Exercise:
Go to the line that contains "Return one point per instance of the ruined facade", then write out that line and all that follow to the end of the listing, exactly and without pictures.

** start of Source material **

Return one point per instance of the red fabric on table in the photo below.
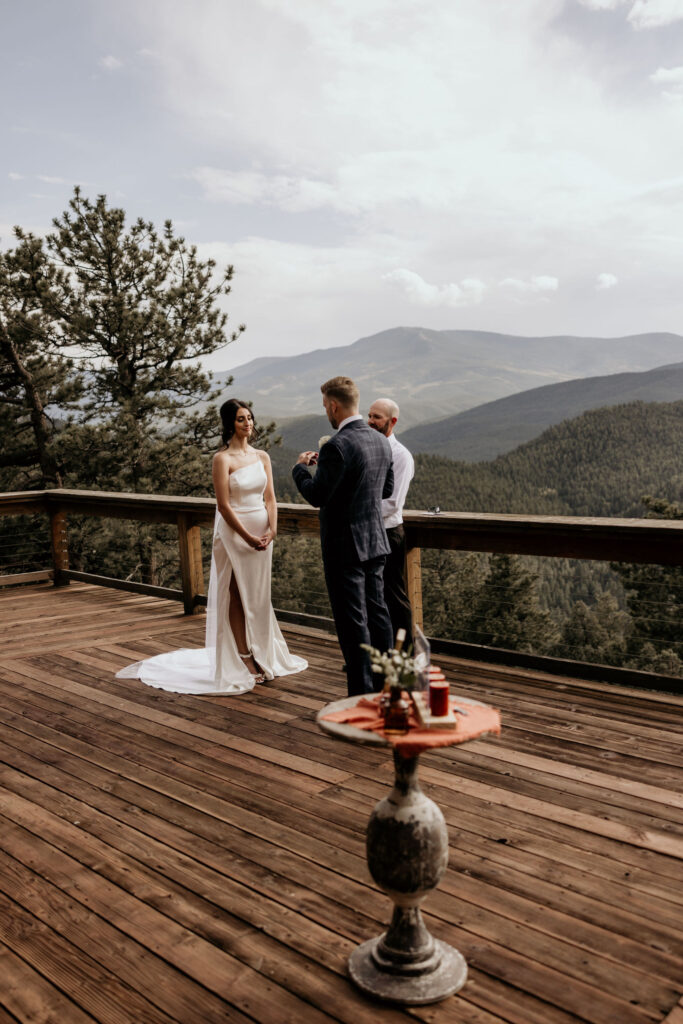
(366, 715)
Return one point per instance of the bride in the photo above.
(244, 644)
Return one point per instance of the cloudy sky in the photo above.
(503, 165)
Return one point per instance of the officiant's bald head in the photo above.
(383, 416)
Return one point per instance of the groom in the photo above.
(353, 475)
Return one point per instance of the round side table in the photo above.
(408, 853)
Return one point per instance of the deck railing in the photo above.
(657, 542)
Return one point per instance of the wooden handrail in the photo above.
(644, 541)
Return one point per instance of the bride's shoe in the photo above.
(258, 677)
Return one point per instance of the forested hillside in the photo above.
(600, 464)
(501, 426)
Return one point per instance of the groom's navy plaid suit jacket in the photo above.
(353, 474)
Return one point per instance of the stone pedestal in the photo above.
(408, 852)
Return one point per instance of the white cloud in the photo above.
(671, 77)
(537, 285)
(294, 195)
(111, 62)
(602, 4)
(469, 292)
(643, 13)
(655, 13)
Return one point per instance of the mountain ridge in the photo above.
(446, 372)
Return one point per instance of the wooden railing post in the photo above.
(59, 544)
(189, 543)
(414, 583)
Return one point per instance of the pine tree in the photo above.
(38, 383)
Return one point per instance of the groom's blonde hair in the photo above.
(342, 389)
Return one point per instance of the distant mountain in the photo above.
(434, 374)
(500, 426)
(303, 432)
(599, 464)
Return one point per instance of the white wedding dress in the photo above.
(218, 668)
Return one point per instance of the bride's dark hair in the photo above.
(228, 413)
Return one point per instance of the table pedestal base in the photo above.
(414, 984)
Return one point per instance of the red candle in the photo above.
(438, 698)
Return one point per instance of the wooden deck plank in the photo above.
(201, 858)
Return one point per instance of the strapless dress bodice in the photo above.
(247, 485)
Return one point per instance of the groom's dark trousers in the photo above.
(353, 475)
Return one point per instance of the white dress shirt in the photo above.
(403, 470)
(349, 419)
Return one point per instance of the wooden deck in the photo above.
(196, 859)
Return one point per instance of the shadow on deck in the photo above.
(200, 859)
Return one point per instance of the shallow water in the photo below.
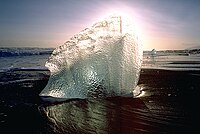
(168, 103)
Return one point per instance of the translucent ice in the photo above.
(100, 61)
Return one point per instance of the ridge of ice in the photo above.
(100, 61)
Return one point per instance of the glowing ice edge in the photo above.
(100, 61)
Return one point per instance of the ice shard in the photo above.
(100, 61)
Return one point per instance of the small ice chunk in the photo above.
(100, 61)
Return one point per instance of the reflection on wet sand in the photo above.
(112, 115)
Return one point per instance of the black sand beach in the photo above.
(169, 105)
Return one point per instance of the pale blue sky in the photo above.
(164, 24)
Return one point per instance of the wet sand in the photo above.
(169, 104)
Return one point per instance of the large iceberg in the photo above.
(100, 61)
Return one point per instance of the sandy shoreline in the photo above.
(169, 105)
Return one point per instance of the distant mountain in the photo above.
(192, 48)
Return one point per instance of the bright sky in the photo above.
(163, 24)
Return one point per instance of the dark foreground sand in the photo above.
(170, 104)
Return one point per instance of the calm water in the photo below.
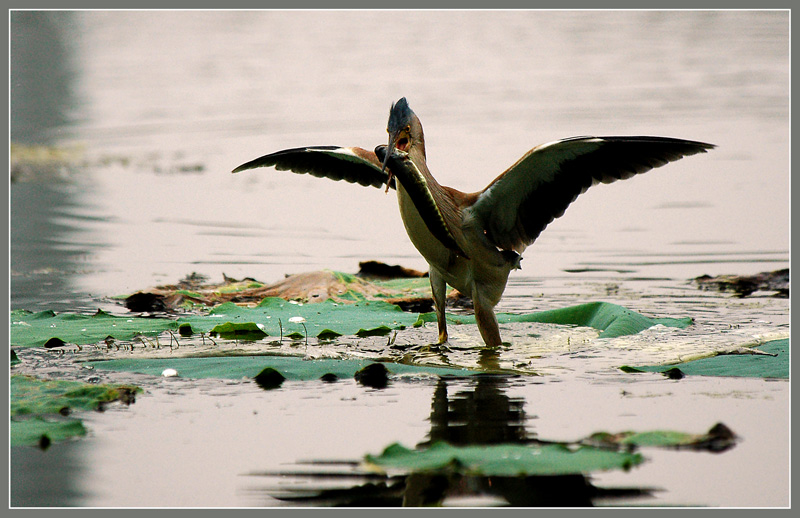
(156, 108)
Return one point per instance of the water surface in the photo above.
(155, 108)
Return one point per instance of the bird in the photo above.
(473, 241)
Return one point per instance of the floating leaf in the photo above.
(718, 438)
(361, 318)
(612, 320)
(38, 407)
(773, 364)
(37, 329)
(238, 367)
(37, 430)
(324, 320)
(506, 460)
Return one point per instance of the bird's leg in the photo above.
(439, 291)
(485, 318)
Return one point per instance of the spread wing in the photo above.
(351, 164)
(521, 202)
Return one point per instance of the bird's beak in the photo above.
(393, 137)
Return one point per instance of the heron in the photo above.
(473, 241)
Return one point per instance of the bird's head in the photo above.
(405, 132)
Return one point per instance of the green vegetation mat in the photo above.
(774, 364)
(39, 408)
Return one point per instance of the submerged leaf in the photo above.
(291, 367)
(37, 407)
(506, 460)
(772, 363)
(612, 320)
(718, 438)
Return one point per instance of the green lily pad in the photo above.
(611, 319)
(274, 316)
(718, 438)
(36, 329)
(238, 367)
(774, 364)
(38, 407)
(38, 430)
(324, 320)
(505, 460)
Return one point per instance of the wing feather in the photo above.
(351, 164)
(521, 202)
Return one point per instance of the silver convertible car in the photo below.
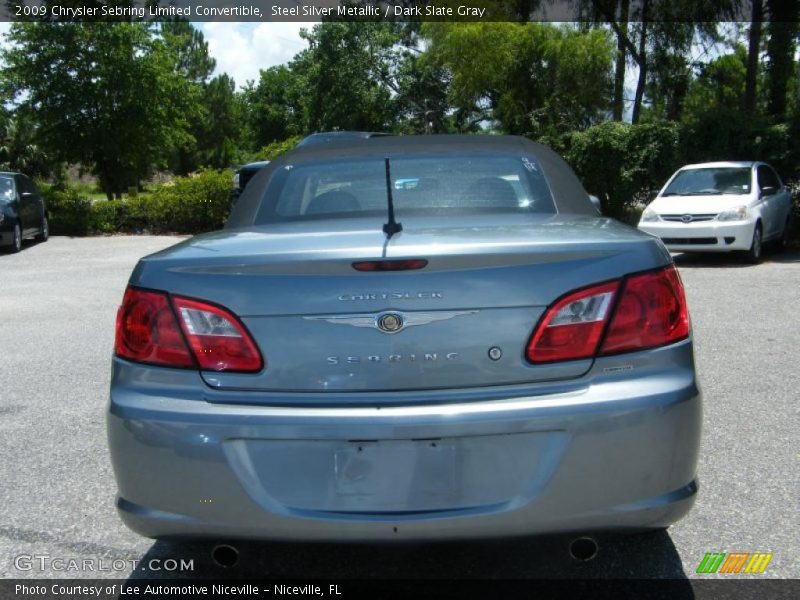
(397, 338)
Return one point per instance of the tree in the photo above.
(342, 76)
(781, 47)
(531, 79)
(220, 127)
(273, 106)
(753, 51)
(19, 150)
(190, 50)
(105, 95)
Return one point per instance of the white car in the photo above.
(720, 207)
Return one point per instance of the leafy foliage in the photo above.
(186, 205)
(104, 95)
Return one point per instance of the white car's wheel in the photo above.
(783, 241)
(753, 255)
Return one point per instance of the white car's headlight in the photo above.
(733, 214)
(649, 215)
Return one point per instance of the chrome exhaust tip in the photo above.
(225, 555)
(583, 549)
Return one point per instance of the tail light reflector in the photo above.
(218, 340)
(153, 329)
(572, 327)
(147, 331)
(651, 312)
(639, 312)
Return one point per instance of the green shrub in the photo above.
(190, 205)
(620, 162)
(70, 212)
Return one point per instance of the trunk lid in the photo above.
(314, 317)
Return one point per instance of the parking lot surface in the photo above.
(57, 307)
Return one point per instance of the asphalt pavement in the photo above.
(57, 307)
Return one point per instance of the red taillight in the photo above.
(149, 330)
(572, 327)
(651, 311)
(390, 265)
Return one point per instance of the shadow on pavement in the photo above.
(646, 556)
(728, 260)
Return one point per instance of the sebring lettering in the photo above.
(392, 358)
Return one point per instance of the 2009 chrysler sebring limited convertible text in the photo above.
(406, 338)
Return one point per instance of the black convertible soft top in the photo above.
(568, 193)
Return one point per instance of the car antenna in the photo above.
(391, 226)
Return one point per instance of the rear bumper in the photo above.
(704, 236)
(608, 453)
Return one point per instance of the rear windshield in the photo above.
(6, 188)
(420, 185)
(710, 181)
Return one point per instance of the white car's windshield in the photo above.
(710, 181)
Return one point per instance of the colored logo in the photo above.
(734, 562)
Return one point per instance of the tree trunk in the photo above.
(637, 102)
(780, 50)
(753, 50)
(619, 68)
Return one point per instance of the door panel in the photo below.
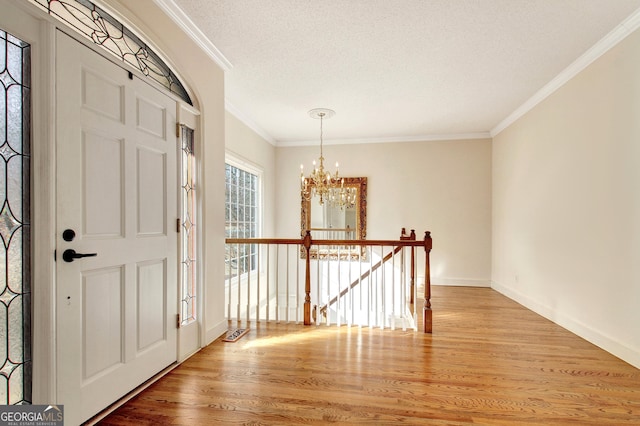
(103, 179)
(116, 187)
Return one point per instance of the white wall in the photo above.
(566, 204)
(442, 186)
(251, 148)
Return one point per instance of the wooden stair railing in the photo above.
(367, 273)
(307, 242)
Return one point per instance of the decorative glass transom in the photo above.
(15, 232)
(105, 30)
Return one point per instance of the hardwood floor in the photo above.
(489, 361)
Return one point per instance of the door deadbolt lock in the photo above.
(68, 234)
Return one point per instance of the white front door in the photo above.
(116, 189)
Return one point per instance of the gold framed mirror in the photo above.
(330, 222)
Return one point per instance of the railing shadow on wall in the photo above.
(268, 280)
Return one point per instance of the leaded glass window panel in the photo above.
(105, 30)
(189, 247)
(15, 260)
(241, 217)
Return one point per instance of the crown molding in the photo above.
(614, 37)
(178, 16)
(421, 138)
(231, 109)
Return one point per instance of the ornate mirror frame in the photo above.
(361, 209)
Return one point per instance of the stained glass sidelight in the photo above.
(15, 261)
(189, 270)
(105, 30)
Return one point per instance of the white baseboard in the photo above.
(216, 331)
(614, 347)
(460, 282)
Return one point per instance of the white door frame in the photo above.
(35, 27)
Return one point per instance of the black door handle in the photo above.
(70, 254)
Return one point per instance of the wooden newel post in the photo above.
(306, 242)
(427, 319)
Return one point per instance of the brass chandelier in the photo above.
(321, 182)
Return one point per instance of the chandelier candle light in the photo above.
(320, 182)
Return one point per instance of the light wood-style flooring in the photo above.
(489, 361)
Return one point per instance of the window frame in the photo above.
(240, 163)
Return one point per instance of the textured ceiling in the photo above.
(394, 69)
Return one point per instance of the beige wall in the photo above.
(245, 144)
(566, 204)
(443, 187)
(206, 79)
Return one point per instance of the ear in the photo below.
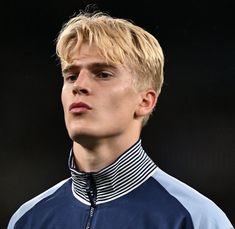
(148, 100)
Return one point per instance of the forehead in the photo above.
(90, 55)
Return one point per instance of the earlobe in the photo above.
(147, 103)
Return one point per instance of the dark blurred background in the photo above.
(192, 132)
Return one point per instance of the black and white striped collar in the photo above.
(128, 172)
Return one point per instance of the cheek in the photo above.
(64, 96)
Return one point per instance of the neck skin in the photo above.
(102, 152)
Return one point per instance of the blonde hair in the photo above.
(119, 41)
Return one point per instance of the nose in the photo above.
(81, 85)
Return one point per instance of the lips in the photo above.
(79, 107)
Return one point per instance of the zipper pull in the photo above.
(91, 189)
(92, 194)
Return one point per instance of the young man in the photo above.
(113, 73)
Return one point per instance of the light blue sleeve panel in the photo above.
(29, 204)
(204, 212)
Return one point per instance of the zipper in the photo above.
(92, 194)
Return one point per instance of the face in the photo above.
(99, 100)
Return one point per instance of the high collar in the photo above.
(128, 172)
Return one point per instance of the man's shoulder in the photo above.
(204, 212)
(27, 206)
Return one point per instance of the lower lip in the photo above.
(79, 110)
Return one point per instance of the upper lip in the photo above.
(78, 105)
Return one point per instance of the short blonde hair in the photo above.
(119, 41)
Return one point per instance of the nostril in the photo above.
(78, 90)
(83, 91)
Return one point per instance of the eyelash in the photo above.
(105, 75)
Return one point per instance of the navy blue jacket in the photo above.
(131, 193)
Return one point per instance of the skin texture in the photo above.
(111, 120)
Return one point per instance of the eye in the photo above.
(104, 75)
(71, 78)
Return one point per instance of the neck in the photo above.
(101, 153)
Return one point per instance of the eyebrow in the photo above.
(71, 67)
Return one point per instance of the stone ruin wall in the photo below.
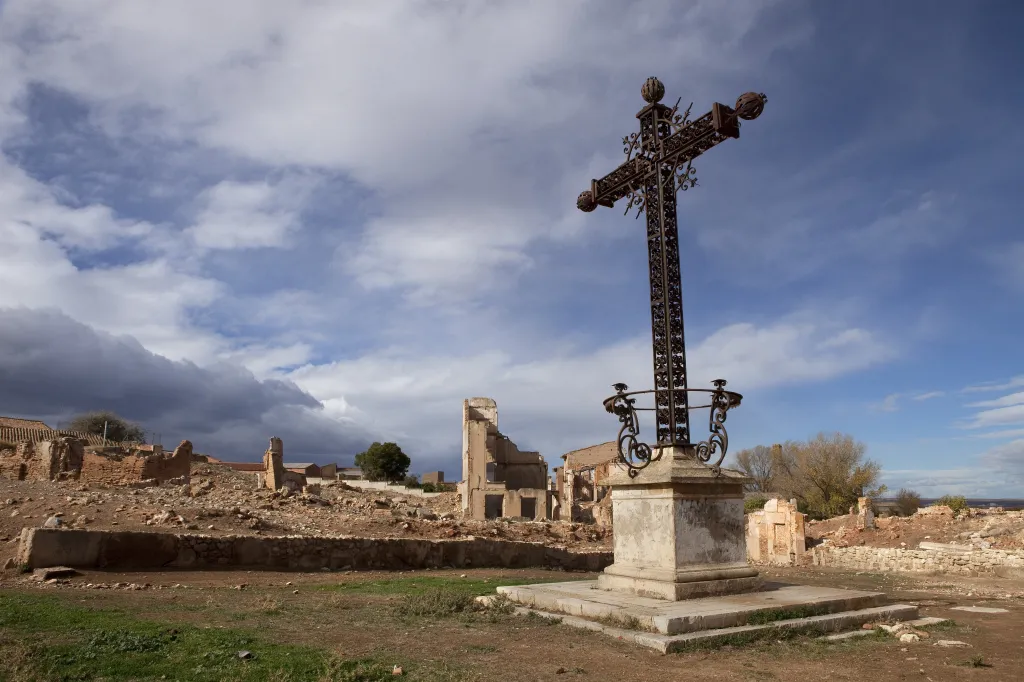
(275, 476)
(882, 559)
(130, 550)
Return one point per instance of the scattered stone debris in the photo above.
(53, 572)
(950, 643)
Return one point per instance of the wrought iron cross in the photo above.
(658, 161)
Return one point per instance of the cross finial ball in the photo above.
(652, 90)
(750, 105)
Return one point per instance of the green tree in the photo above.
(118, 429)
(907, 502)
(383, 461)
(759, 464)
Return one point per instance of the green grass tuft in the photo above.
(45, 637)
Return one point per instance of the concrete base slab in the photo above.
(980, 609)
(853, 634)
(775, 602)
(674, 643)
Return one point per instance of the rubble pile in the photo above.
(975, 528)
(222, 501)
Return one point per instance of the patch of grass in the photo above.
(947, 625)
(536, 619)
(439, 602)
(45, 637)
(481, 648)
(267, 605)
(977, 661)
(624, 622)
(774, 614)
(422, 584)
(767, 635)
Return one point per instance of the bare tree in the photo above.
(826, 473)
(758, 463)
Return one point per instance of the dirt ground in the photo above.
(349, 614)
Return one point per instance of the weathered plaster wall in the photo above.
(515, 474)
(116, 551)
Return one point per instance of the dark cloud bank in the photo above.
(52, 368)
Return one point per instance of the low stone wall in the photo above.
(956, 561)
(41, 548)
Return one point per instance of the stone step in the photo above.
(775, 601)
(739, 634)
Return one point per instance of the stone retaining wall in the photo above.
(128, 550)
(964, 562)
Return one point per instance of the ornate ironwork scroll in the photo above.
(632, 453)
(636, 455)
(658, 162)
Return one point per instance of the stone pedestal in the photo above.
(679, 530)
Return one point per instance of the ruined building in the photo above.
(775, 535)
(275, 476)
(498, 479)
(71, 458)
(147, 465)
(582, 494)
(57, 459)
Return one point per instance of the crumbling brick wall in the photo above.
(115, 466)
(42, 460)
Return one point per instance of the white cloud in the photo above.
(1015, 382)
(435, 108)
(888, 403)
(248, 215)
(997, 417)
(29, 206)
(1005, 401)
(1009, 264)
(555, 399)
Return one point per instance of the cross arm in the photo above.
(711, 129)
(682, 146)
(687, 143)
(620, 182)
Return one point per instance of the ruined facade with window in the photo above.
(582, 494)
(498, 479)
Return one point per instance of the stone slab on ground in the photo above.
(927, 622)
(980, 609)
(673, 643)
(582, 598)
(853, 634)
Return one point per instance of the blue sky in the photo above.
(334, 222)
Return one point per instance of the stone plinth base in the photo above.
(582, 598)
(678, 591)
(675, 626)
(679, 530)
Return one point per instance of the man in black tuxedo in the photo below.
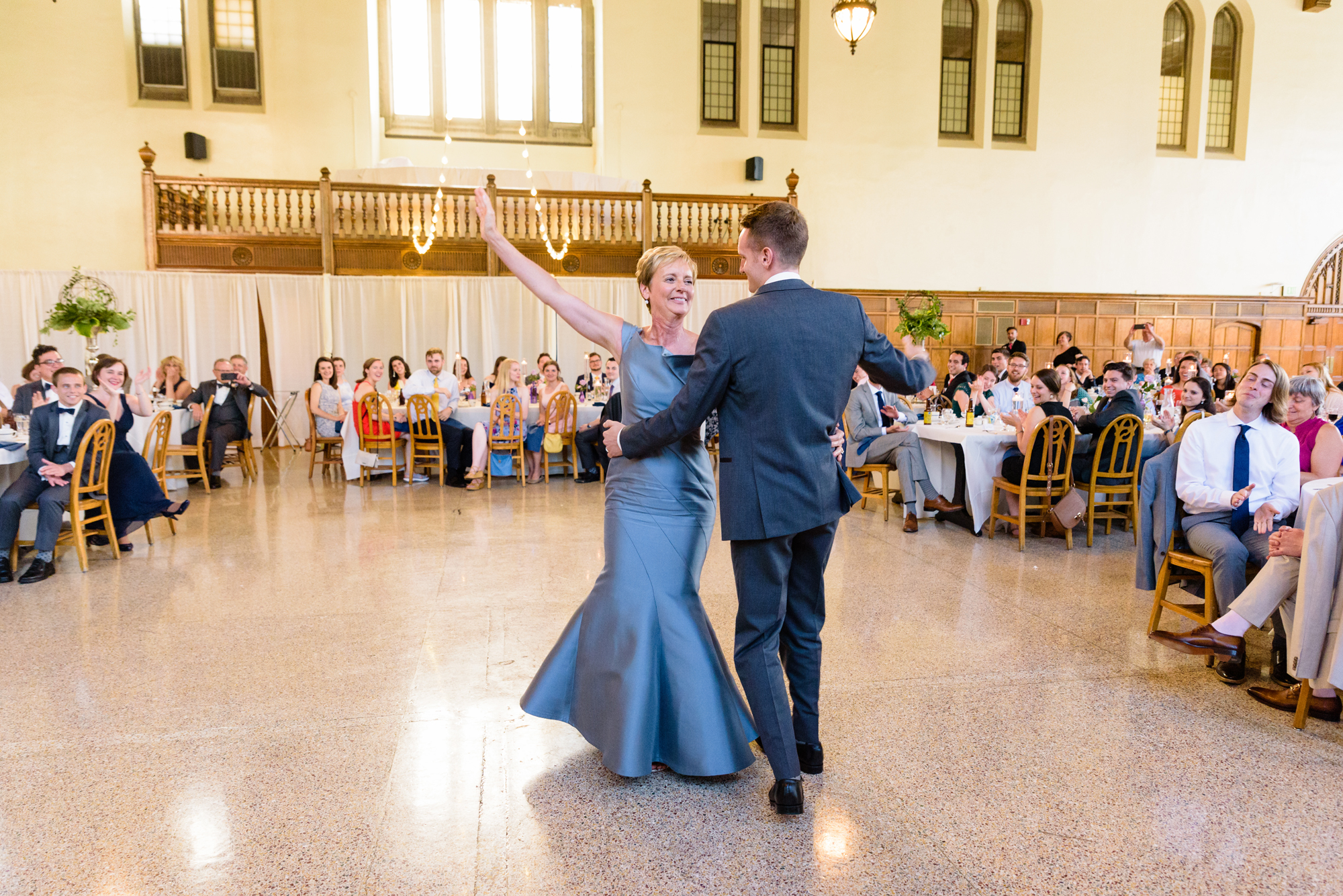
(782, 490)
(229, 421)
(1118, 384)
(54, 435)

** end of Source material **

Completed exercise:
Return one point per instance of the ruined facade with window in the photo above.
(582, 494)
(498, 479)
Return one point per instance of the stone slab on ground in the photo above.
(927, 622)
(980, 609)
(673, 643)
(582, 598)
(853, 634)
Return one point per instance of the blue sky in the photo above.
(334, 222)
Return one point per instance of the stone plinth base in the photo above.
(582, 598)
(678, 591)
(675, 626)
(679, 530)
Return one point per instance of the man in black tuxedo in the photo below.
(782, 490)
(229, 421)
(1118, 384)
(54, 435)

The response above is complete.